Lines of data:
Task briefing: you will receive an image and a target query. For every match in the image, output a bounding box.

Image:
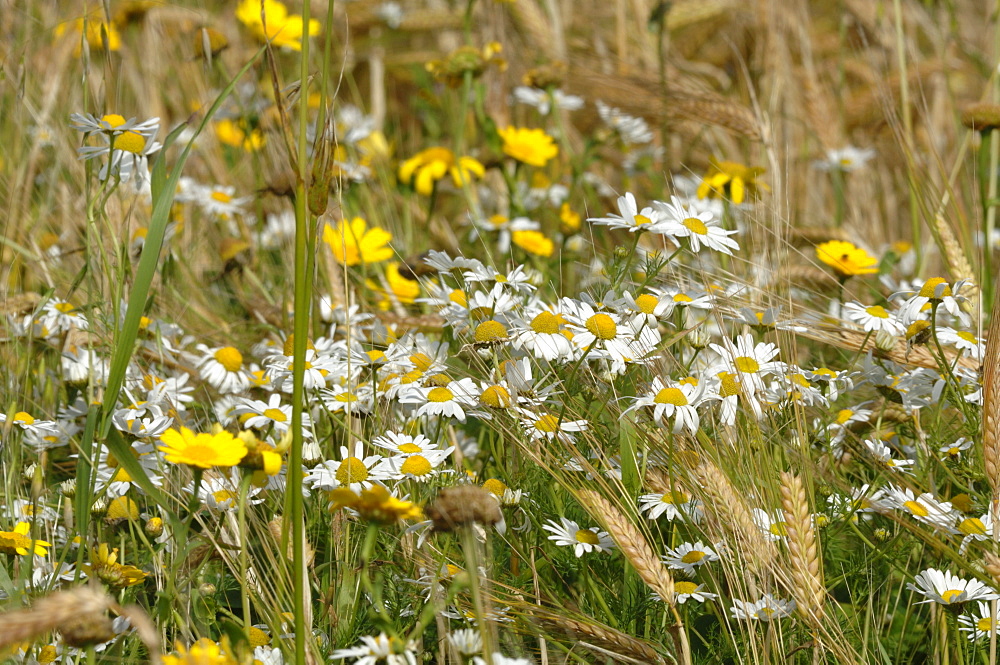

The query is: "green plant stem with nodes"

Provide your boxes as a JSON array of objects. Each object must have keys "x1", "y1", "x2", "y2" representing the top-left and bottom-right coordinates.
[{"x1": 284, "y1": 2, "x2": 314, "y2": 665}]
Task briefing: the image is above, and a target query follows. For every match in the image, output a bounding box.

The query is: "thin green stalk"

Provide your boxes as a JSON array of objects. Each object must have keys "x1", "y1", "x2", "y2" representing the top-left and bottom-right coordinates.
[{"x1": 287, "y1": 2, "x2": 312, "y2": 665}]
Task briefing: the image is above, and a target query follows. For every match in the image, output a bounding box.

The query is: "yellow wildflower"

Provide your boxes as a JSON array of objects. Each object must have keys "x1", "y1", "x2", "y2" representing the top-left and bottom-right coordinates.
[
  {"x1": 497, "y1": 127, "x2": 559, "y2": 166},
  {"x1": 236, "y1": 0, "x2": 320, "y2": 51},
  {"x1": 399, "y1": 148, "x2": 486, "y2": 196},
  {"x1": 323, "y1": 217, "x2": 393, "y2": 266}
]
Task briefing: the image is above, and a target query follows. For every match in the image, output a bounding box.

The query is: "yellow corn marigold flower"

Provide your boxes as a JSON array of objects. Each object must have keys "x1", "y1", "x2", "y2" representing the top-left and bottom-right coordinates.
[
  {"x1": 330, "y1": 485, "x2": 423, "y2": 524},
  {"x1": 157, "y1": 427, "x2": 247, "y2": 469},
  {"x1": 365, "y1": 262, "x2": 420, "y2": 311},
  {"x1": 698, "y1": 158, "x2": 768, "y2": 205},
  {"x1": 323, "y1": 217, "x2": 393, "y2": 266},
  {"x1": 399, "y1": 148, "x2": 486, "y2": 196},
  {"x1": 0, "y1": 522, "x2": 52, "y2": 556},
  {"x1": 56, "y1": 17, "x2": 122, "y2": 58},
  {"x1": 163, "y1": 637, "x2": 239, "y2": 665},
  {"x1": 81, "y1": 543, "x2": 148, "y2": 589},
  {"x1": 510, "y1": 231, "x2": 556, "y2": 257},
  {"x1": 816, "y1": 240, "x2": 878, "y2": 277},
  {"x1": 236, "y1": 0, "x2": 320, "y2": 51},
  {"x1": 215, "y1": 119, "x2": 264, "y2": 152},
  {"x1": 497, "y1": 127, "x2": 559, "y2": 166}
]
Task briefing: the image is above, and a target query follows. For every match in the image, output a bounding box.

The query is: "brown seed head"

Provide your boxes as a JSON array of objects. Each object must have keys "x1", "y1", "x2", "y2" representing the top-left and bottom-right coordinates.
[{"x1": 424, "y1": 485, "x2": 503, "y2": 531}]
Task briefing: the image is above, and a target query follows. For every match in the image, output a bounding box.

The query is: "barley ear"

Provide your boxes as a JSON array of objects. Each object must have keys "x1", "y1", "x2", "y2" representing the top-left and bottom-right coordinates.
[
  {"x1": 983, "y1": 291, "x2": 1000, "y2": 502},
  {"x1": 781, "y1": 473, "x2": 826, "y2": 627},
  {"x1": 579, "y1": 490, "x2": 675, "y2": 606}
]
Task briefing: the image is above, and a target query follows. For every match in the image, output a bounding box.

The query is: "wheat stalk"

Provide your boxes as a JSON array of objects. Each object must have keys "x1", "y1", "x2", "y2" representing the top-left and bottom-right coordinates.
[
  {"x1": 983, "y1": 291, "x2": 1000, "y2": 502},
  {"x1": 532, "y1": 609, "x2": 676, "y2": 663},
  {"x1": 579, "y1": 490, "x2": 675, "y2": 606},
  {"x1": 781, "y1": 473, "x2": 826, "y2": 627},
  {"x1": 694, "y1": 462, "x2": 778, "y2": 581}
]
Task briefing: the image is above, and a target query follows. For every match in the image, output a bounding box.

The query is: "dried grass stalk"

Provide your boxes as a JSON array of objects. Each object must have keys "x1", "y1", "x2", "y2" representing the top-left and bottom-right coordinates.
[
  {"x1": 579, "y1": 490, "x2": 674, "y2": 605},
  {"x1": 983, "y1": 290, "x2": 1000, "y2": 492},
  {"x1": 694, "y1": 462, "x2": 778, "y2": 579},
  {"x1": 532, "y1": 611, "x2": 666, "y2": 664},
  {"x1": 781, "y1": 473, "x2": 826, "y2": 628},
  {"x1": 0, "y1": 585, "x2": 160, "y2": 664}
]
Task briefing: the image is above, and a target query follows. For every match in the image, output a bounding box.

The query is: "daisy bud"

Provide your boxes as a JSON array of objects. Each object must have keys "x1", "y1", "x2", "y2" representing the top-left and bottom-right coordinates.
[
  {"x1": 425, "y1": 485, "x2": 503, "y2": 531},
  {"x1": 875, "y1": 330, "x2": 896, "y2": 352}
]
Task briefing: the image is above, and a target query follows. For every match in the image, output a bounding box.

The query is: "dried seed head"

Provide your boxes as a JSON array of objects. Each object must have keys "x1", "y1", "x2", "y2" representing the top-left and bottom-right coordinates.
[
  {"x1": 962, "y1": 104, "x2": 1000, "y2": 132},
  {"x1": 424, "y1": 485, "x2": 503, "y2": 531}
]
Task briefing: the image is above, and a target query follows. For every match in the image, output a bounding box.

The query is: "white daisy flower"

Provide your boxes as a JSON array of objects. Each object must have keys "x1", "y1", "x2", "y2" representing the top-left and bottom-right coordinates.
[
  {"x1": 622, "y1": 377, "x2": 706, "y2": 434},
  {"x1": 398, "y1": 377, "x2": 479, "y2": 422},
  {"x1": 729, "y1": 593, "x2": 795, "y2": 621},
  {"x1": 663, "y1": 540, "x2": 719, "y2": 577},
  {"x1": 330, "y1": 633, "x2": 417, "y2": 665},
  {"x1": 196, "y1": 344, "x2": 250, "y2": 394},
  {"x1": 542, "y1": 517, "x2": 615, "y2": 558},
  {"x1": 514, "y1": 407, "x2": 588, "y2": 441},
  {"x1": 844, "y1": 302, "x2": 906, "y2": 335},
  {"x1": 587, "y1": 192, "x2": 662, "y2": 233},
  {"x1": 653, "y1": 196, "x2": 740, "y2": 256},
  {"x1": 639, "y1": 489, "x2": 701, "y2": 522},
  {"x1": 906, "y1": 568, "x2": 1000, "y2": 605},
  {"x1": 958, "y1": 601, "x2": 997, "y2": 642}
]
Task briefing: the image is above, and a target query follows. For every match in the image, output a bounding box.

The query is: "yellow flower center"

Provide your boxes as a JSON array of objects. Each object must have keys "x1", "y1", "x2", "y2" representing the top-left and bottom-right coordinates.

▶ What you need to do: Write out all the records above word for word, leaving out the picture.

▶ Written reply:
Task briefing: you will receive an image and a target query. For every match in the image, output a bounding box.

Image:

The query is: "green plant stem with nodes"

Provide your boxes as a JSON array of objects. Each object must have keys "x1", "y1", "x2", "y2" representing the top-left and bottom-right coordinates.
[{"x1": 284, "y1": 2, "x2": 314, "y2": 665}]
Task briefing: the image is above, and a target query follows. For every match in the image, output a bounding box.

The query is: "thin green stalk"

Provide your boxes as a JSON array of objects. Each object must have keys "x1", "y1", "x2", "y2" representing the top-left and bottom-right coordinates.
[{"x1": 287, "y1": 2, "x2": 312, "y2": 665}]
Task briefing: the image is above, and a target query follows. For every match in the image, output a bounding box.

The query is: "yellow wildflower"

Provide your boxes as a JSON array of objects. Each object must have keys "x1", "y1", "x2", "y2" representing the top-left and bottom-right coordinates.
[
  {"x1": 497, "y1": 127, "x2": 559, "y2": 166},
  {"x1": 236, "y1": 0, "x2": 320, "y2": 51},
  {"x1": 399, "y1": 148, "x2": 486, "y2": 196},
  {"x1": 323, "y1": 217, "x2": 393, "y2": 266}
]
Task briefing: the image is above, and a target query follows. For every match in the image, output a bounding box.

The query is: "yellow corn marigold flower"

Provide your boxes as a JSON array of objects. Each object must have keys "x1", "y1", "x2", "y2" representing the top-left and bottom-right coordinates.
[
  {"x1": 330, "y1": 485, "x2": 423, "y2": 524},
  {"x1": 157, "y1": 427, "x2": 247, "y2": 469},
  {"x1": 365, "y1": 262, "x2": 420, "y2": 311},
  {"x1": 698, "y1": 158, "x2": 768, "y2": 205},
  {"x1": 323, "y1": 217, "x2": 393, "y2": 266},
  {"x1": 399, "y1": 148, "x2": 486, "y2": 196},
  {"x1": 0, "y1": 522, "x2": 52, "y2": 556},
  {"x1": 56, "y1": 17, "x2": 122, "y2": 58},
  {"x1": 163, "y1": 637, "x2": 239, "y2": 665},
  {"x1": 81, "y1": 543, "x2": 148, "y2": 589},
  {"x1": 510, "y1": 231, "x2": 556, "y2": 257},
  {"x1": 816, "y1": 240, "x2": 878, "y2": 277},
  {"x1": 236, "y1": 0, "x2": 320, "y2": 51},
  {"x1": 215, "y1": 119, "x2": 264, "y2": 152},
  {"x1": 497, "y1": 127, "x2": 559, "y2": 166}
]
Task briefing: the image is above, and a target query follows. For every match in the image, output a bounding box.

The query is: "brown seed head"

Provide your boxes as a JSON array of objects. Each object must have keys "x1", "y1", "x2", "y2" representing the top-left and bottom-right coordinates.
[{"x1": 424, "y1": 485, "x2": 503, "y2": 531}]
Task briefing: the image is above, and a target query follows. For every match in the image, output a bounding box.

The query is: "barley ear"

Provide your boxes as a JSON array of objects. Each object must have keys "x1", "y1", "x2", "y2" representing the top-left and bottom-right coordinates.
[
  {"x1": 983, "y1": 291, "x2": 1000, "y2": 502},
  {"x1": 781, "y1": 473, "x2": 826, "y2": 627},
  {"x1": 579, "y1": 490, "x2": 675, "y2": 606}
]
Task briefing: the image is above, and a target query follows. For every match in the image, output a bounding box.

The query is: "wheat stalk"

Provide your boxes as a JSON array of objects. Each object must have keys "x1", "y1", "x2", "y2" representing the top-left and bottom-right coordinates.
[
  {"x1": 983, "y1": 291, "x2": 1000, "y2": 502},
  {"x1": 532, "y1": 609, "x2": 676, "y2": 663},
  {"x1": 579, "y1": 490, "x2": 675, "y2": 606},
  {"x1": 781, "y1": 473, "x2": 826, "y2": 627},
  {"x1": 694, "y1": 462, "x2": 778, "y2": 581}
]
Task briefing: the image is above, and a target query follows. For every match in the image, output a bounding box.

The query is: "dried grass stalk"

Provide your boxes as a JSON array of objects. Each object must have keys "x1", "y1", "x2", "y2" representing the top-left and bottom-right coordinates.
[
  {"x1": 579, "y1": 490, "x2": 674, "y2": 605},
  {"x1": 983, "y1": 290, "x2": 1000, "y2": 492},
  {"x1": 694, "y1": 462, "x2": 778, "y2": 579},
  {"x1": 532, "y1": 611, "x2": 666, "y2": 664},
  {"x1": 781, "y1": 473, "x2": 826, "y2": 628},
  {"x1": 0, "y1": 585, "x2": 160, "y2": 664}
]
Task briefing: the image is above, and a target query follows. For every match in the image, output a bounding box.

The query is: "daisy bud"

Provide your boxes as a JSON array of objects. Each object must have keys "x1", "y1", "x2", "y2" representing the top-left and bottom-right coordinates.
[
  {"x1": 425, "y1": 485, "x2": 503, "y2": 531},
  {"x1": 875, "y1": 330, "x2": 896, "y2": 352}
]
Task briefing: the image is above, and a target query follows. For every match in the image, output a bounding box.

The query is: "dried seed head"

Provide your boxes as a JSON array of objects. Each object must have keys "x1", "y1", "x2", "y2" representing the top-left and bottom-right coordinates.
[
  {"x1": 962, "y1": 104, "x2": 1000, "y2": 132},
  {"x1": 424, "y1": 485, "x2": 503, "y2": 531}
]
Task briefing: the image is above, and a target query follows. For every match in the image, output a bounding box.

The query is: "white daisy flower"

Provide your boxes as a JSON array of objects. Each object must have keys "x1", "y1", "x2", "y2" representing the top-left and bottom-right coordinates.
[
  {"x1": 622, "y1": 377, "x2": 706, "y2": 434},
  {"x1": 398, "y1": 377, "x2": 479, "y2": 422},
  {"x1": 729, "y1": 593, "x2": 795, "y2": 621},
  {"x1": 663, "y1": 540, "x2": 719, "y2": 577},
  {"x1": 330, "y1": 633, "x2": 417, "y2": 665},
  {"x1": 196, "y1": 344, "x2": 250, "y2": 394},
  {"x1": 542, "y1": 517, "x2": 615, "y2": 558},
  {"x1": 514, "y1": 407, "x2": 588, "y2": 441},
  {"x1": 844, "y1": 302, "x2": 906, "y2": 335},
  {"x1": 587, "y1": 192, "x2": 662, "y2": 233},
  {"x1": 653, "y1": 196, "x2": 740, "y2": 256},
  {"x1": 639, "y1": 489, "x2": 701, "y2": 522},
  {"x1": 906, "y1": 568, "x2": 1000, "y2": 605},
  {"x1": 958, "y1": 601, "x2": 997, "y2": 642}
]
Task briefing: the image is above, and a target query follows. For every match in the image, output a bounding box.

The query is: "yellow flower center"

Provide your boxes as a JSON array of objects. Each object must have keys "x1", "y1", "x2", "y2" representing the top-left and bottom-right coordinates.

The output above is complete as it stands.